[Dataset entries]

--- --- ---

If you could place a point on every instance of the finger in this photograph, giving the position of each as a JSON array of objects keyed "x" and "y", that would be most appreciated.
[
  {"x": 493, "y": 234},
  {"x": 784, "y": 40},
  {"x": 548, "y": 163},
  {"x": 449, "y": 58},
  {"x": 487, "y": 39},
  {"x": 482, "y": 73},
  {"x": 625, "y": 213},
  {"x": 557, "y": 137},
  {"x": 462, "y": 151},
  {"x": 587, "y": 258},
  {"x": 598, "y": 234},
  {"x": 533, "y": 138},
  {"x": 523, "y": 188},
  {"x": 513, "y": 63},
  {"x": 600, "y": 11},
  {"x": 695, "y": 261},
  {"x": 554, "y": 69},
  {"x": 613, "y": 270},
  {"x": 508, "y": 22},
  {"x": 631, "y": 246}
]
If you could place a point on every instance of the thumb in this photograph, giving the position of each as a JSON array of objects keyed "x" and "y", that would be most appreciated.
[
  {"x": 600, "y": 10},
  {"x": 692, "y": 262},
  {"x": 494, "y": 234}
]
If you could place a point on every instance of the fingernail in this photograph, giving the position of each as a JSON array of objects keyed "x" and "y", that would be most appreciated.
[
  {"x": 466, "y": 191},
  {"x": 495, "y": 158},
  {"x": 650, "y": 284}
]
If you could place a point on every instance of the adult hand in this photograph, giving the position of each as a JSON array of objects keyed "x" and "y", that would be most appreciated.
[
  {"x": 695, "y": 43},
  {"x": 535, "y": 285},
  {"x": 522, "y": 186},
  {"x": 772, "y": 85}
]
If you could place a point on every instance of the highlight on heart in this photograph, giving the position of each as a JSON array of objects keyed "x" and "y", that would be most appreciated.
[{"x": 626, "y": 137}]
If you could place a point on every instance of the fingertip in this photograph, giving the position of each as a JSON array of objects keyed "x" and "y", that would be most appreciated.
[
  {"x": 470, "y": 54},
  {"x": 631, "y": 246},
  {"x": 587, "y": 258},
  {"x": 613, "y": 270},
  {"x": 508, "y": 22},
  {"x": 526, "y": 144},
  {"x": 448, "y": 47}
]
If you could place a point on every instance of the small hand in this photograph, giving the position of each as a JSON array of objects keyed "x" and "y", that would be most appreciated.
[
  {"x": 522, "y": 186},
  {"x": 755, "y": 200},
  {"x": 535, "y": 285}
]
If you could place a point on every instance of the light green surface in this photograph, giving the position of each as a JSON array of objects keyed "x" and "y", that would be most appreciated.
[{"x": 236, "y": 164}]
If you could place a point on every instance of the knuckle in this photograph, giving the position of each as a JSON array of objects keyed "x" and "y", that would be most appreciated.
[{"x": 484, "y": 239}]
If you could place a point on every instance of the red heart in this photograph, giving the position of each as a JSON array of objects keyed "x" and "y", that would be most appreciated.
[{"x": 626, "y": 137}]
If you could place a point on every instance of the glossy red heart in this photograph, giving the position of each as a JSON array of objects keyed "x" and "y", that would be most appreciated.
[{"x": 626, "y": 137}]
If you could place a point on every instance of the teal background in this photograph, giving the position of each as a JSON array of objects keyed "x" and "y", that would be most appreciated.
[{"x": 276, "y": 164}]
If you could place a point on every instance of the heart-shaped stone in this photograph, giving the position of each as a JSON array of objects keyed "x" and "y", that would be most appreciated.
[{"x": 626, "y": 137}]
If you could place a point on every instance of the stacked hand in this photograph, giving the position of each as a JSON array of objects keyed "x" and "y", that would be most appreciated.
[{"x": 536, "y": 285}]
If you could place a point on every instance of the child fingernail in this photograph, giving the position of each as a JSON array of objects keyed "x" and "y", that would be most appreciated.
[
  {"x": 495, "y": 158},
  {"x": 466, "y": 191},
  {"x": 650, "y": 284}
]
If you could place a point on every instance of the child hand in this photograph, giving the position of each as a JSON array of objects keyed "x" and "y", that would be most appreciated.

--- --- ---

_Your objective:_
Copy out all of the data exactly, leaving nothing out.

_Finished exercise:_
If you could place a point on every instance of the finger in this photograph, giving the position of each as a JSON array of objects keyed "x" and "y", that would be most appreciated.
[
  {"x": 493, "y": 234},
  {"x": 784, "y": 40},
  {"x": 548, "y": 163},
  {"x": 449, "y": 58},
  {"x": 487, "y": 39},
  {"x": 482, "y": 73},
  {"x": 625, "y": 213},
  {"x": 557, "y": 137},
  {"x": 462, "y": 151},
  {"x": 587, "y": 258},
  {"x": 598, "y": 234},
  {"x": 533, "y": 138},
  {"x": 523, "y": 188},
  {"x": 513, "y": 63},
  {"x": 600, "y": 11},
  {"x": 695, "y": 261},
  {"x": 554, "y": 69},
  {"x": 613, "y": 270},
  {"x": 508, "y": 22},
  {"x": 631, "y": 246}
]
If you could place a point on every instance of the thumb in this photograph, giving the position of each as a JSON array of objects keyed "x" and "y", that would be most appreciated.
[
  {"x": 600, "y": 10},
  {"x": 692, "y": 262},
  {"x": 494, "y": 234}
]
If you could place a point on every instance of the fingernail in this photograph, giving the position of each as a JSON array of objects keyed "x" and "y", that would be most appreciated.
[
  {"x": 466, "y": 191},
  {"x": 495, "y": 158},
  {"x": 650, "y": 284}
]
If you could place a point on every instance of the adult hand in this photograph, giving the position of each as a JSON array of objects keyed "x" and "y", that would be most appreciated.
[
  {"x": 695, "y": 43},
  {"x": 535, "y": 285},
  {"x": 522, "y": 186},
  {"x": 772, "y": 85}
]
If you could place a point on every instance of the highlight on heart in this photograph, giving the position of each as a JSON array of objects keyed "x" and "y", that would be most appreciated.
[{"x": 626, "y": 137}]
If you could place a point on every instance of the fingertip in this photograph, giving the position of each as a JSON array of objects keyed "x" and "y", that would be most appreciated.
[
  {"x": 470, "y": 54},
  {"x": 631, "y": 246},
  {"x": 587, "y": 258},
  {"x": 613, "y": 270},
  {"x": 508, "y": 22},
  {"x": 526, "y": 144},
  {"x": 448, "y": 47}
]
If you could place a point on every instance of the small hand in this photograph, giving the position of each as a JSON array of objects keyed "x" and "y", that would be most appreciated.
[
  {"x": 522, "y": 186},
  {"x": 755, "y": 200},
  {"x": 535, "y": 285}
]
If you could place a point on every instance of the light green surface in this photograph, giving the position of each as a JSON array of objects keyed "x" and "y", that would be most appreciated.
[{"x": 236, "y": 164}]
If you could place a point on every instance of the knuckle in this photograph, giving the position of each as a JSON array of objects keyed "x" and "y", that would be most appreciated.
[{"x": 484, "y": 239}]
If you could place a point on every instance of the red heart in this photograph, giving the position of each as a JSON array of objects keyed "x" and "y", that would be most appreciated.
[{"x": 626, "y": 137}]
If you could place a point on every instance of the glossy red heart in this photograph, giving the position of each as a JSON array of objects keyed "x" and "y", that would be most appreciated.
[{"x": 626, "y": 137}]
If you could place a point on every instance of the teal background in this photograph, giving the position of each as a JSON array of objects keyed "x" and "y", that would be most appreciated.
[{"x": 276, "y": 164}]
If you could place a point on every instance of the heart-shaped stone in this photograph, giving the position of each as a JSON array of objects keyed "x" and "y", that would be most appreciated.
[{"x": 626, "y": 137}]
If you could place a point on every instance of the stacked hand in this photograph, giving the position of each as a JSON array of objects keyed "x" and "y", that would be most appreciated.
[{"x": 536, "y": 285}]
If you could place a point on every instance of the child fingernail in this photograph, giving the position of each as a JSON array of objects keyed "x" and "y", that would be most appreciated.
[
  {"x": 495, "y": 158},
  {"x": 466, "y": 191},
  {"x": 650, "y": 284}
]
If you could place a point on every instance of the child hand in this photograph, giving the position of each as a JSON array of objects keyed "x" and "y", that would be most appreciated.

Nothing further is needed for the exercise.